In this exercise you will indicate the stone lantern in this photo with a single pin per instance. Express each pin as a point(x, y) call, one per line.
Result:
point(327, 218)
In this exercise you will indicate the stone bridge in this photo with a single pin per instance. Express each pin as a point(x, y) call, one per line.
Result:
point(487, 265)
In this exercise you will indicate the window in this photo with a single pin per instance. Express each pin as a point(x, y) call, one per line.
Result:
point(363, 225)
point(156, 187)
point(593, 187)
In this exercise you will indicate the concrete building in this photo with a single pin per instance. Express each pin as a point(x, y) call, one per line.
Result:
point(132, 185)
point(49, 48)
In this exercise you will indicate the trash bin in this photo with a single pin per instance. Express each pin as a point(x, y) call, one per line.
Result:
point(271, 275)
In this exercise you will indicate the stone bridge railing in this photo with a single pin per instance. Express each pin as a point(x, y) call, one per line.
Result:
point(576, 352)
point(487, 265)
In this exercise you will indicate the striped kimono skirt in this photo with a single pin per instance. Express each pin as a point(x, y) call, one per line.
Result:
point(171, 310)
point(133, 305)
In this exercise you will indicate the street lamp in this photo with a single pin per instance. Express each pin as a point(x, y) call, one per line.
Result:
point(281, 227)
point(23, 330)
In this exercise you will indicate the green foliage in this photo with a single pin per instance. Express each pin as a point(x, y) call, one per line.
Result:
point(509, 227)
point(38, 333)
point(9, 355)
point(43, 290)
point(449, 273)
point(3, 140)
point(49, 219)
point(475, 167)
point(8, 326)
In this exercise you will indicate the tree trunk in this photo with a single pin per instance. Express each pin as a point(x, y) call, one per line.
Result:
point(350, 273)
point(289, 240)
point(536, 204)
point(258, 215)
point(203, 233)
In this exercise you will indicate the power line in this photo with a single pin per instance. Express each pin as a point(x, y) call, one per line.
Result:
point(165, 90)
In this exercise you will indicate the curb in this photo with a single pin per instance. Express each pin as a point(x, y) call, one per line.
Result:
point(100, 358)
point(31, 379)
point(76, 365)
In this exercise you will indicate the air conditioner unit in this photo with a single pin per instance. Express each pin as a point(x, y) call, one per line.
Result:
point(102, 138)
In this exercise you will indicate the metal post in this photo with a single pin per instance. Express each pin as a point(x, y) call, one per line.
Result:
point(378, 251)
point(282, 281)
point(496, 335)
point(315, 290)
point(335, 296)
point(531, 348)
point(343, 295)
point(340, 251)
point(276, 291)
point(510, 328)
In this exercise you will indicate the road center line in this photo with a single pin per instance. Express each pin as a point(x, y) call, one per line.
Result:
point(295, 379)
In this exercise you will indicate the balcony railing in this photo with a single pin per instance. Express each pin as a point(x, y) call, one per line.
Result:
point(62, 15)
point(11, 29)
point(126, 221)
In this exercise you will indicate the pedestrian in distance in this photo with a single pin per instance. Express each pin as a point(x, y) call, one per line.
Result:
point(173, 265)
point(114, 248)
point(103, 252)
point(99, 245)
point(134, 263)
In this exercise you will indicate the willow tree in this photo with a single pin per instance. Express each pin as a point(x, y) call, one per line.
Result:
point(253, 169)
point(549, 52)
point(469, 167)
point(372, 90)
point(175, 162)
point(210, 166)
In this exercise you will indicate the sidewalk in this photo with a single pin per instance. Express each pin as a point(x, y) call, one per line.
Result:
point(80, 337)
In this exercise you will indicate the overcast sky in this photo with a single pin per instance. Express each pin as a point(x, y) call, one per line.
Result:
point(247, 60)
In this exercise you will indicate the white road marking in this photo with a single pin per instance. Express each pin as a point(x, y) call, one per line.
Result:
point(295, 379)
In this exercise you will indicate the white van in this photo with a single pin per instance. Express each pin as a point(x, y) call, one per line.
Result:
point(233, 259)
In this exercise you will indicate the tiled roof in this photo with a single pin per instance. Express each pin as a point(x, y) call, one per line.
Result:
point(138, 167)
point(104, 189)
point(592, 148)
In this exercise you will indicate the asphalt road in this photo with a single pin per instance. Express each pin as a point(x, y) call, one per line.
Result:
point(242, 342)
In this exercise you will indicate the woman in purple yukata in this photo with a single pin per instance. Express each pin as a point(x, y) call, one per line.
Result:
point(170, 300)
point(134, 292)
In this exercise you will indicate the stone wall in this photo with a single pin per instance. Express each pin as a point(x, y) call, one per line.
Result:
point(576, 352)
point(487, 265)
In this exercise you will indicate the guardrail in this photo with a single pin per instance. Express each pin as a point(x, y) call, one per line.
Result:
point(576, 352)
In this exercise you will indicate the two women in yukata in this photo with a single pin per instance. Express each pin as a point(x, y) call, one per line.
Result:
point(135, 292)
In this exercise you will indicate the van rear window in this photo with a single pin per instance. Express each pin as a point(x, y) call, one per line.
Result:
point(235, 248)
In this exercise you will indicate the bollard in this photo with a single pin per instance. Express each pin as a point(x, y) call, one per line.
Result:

- **Assignment**
Whenever "white" occurs in a line above, copy that line.

- **Task result**
In this exercise you will indicate the white road marking in this photo with a single pin per instance. Express each pin as a point(x, y) call, one per line.
In this exercise you will indicate the white van in this photo with a single pin per instance. Express each pin as a point(x, y) call, one per line.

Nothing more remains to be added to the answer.